_Input material:_
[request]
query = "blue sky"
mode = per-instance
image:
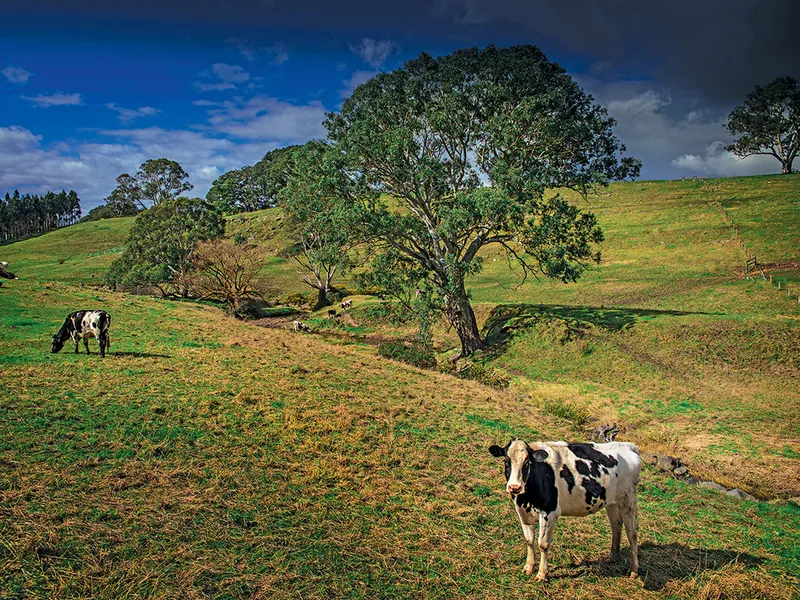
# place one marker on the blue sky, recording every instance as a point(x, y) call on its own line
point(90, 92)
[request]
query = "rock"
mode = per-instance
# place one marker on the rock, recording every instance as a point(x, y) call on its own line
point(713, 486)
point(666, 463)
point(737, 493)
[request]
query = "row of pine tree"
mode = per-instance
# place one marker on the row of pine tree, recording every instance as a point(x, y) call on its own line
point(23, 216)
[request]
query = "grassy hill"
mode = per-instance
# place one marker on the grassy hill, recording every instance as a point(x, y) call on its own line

_Directions:_ Within the listing, how many lines include the string "hill"? Supply the number and no further words.

_Output for this task:_ 2